EXERCISE SET.
A) From the cartilage injury abstract below, list the genes or gene groups whose expression was highly elevated in the treatment conditions.
B) Return the stretch of the cartilage injury abstract below from "Osteoarthritis (OA) is" through "following joint injury.", copied word for word.

DOCUMENT TEXT.
______________________________

Osteoarthritis (OA) is the most common form of joint disorder. Individuals who have sustained an acute traumatic joint injury are at greater risk for the development of OA. The mechanisms by which injury causes cartilage degradation are not fully understood, but the elevated levels of injury-induced pro-inflammatory cytokines, such as TNFa and IL-6, have been implicated to play important roles in the pathogenesis of OA. We have used in vitro models of cartilage injury to examine the interplay between mechanical and cytokine-mediated pathways and to identify processes associated with cartilage degradation following joint injury.

The overall aims of this thesis were to characterize the combined effect of TNFa and IL-6/sIL6R on matrix degradation and chondrocyte gene expression in mechanically injured cartilage, and to investigate whether cartilage degradation could be inhibited by potential therapeutic approaches. TNFa and IL-6/sIL-6R interacted to cause aggrecanase-mediated proteoglycan degradation. Importantly, the combined catabolic effects of cytokines were highly potentiated by mechanical injury. Furthermore, cartilage degradation caused by the in vitro injury model appeared to be initiated at the transcriptional level, since the gene expression of matrix proteases, cytokines and iNOS were all highly elevated in the treatment conditions. The degradative effects of TNFa in injured cartilage was due, in part, to the action of endogenous IL-6, as proteoglycan degradation was partly reduced by an IL-6 blocking Fab fragment. Interestingly, cartilage degradation induced by the combinations of pro-inflammatory cytokines and mechanical injury was fully abrogated by short-term treatments with dexamethasone. The results of this work are significant in that they provide evidence suggesting joint injury affects cell-mediated responses as well as the transport of cytokines and proteases in extracellular matrix, making cartilage tissue more susceptible to further degradation by biochemical mediators.

______________________________

(Referring expression pointing data)

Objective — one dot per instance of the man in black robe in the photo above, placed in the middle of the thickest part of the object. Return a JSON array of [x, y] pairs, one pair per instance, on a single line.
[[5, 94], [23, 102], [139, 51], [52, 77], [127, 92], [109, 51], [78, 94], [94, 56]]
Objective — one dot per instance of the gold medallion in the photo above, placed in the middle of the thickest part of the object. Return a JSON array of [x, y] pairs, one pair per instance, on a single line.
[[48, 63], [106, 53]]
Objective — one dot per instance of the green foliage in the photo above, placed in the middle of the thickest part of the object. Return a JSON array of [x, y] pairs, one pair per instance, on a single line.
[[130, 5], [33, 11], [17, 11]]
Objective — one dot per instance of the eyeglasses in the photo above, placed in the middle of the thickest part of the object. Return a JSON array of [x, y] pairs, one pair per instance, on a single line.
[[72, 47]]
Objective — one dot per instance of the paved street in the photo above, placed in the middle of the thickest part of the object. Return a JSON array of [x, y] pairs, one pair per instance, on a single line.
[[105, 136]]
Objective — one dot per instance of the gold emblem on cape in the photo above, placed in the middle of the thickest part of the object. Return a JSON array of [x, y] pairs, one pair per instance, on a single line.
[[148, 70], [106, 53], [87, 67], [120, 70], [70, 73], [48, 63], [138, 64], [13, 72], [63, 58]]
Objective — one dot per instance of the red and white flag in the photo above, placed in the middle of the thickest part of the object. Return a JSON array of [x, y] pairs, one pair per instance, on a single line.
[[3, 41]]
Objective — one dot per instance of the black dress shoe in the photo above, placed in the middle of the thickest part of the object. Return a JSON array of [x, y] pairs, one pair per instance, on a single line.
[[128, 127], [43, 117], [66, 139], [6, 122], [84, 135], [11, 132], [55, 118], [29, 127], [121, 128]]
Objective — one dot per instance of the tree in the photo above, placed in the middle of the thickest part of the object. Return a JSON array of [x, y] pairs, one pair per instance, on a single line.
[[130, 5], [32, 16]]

______________________________

ANSWER LIST.
A)
matrix proteases
cytokines
iNOS

B)
Osteoarthritis (OA) is the most common form of joint disorder. Individuals who have sustained an acute traumatic joint injury are at greater risk for the development of OA. The mechanisms by which injury causes cartilage degradation are not fully understood, but the elevated levels of injury-induced pro-inflammatory cytokines, such as TNFa and IL-6, have been implicated to play important roles in the pathogenesis of OA. We have used in vitro models of cartilage injury to examine the interplay between mechanical and cytokine-mediated pathways and to identify processes associated with cartilage degradation following joint injury.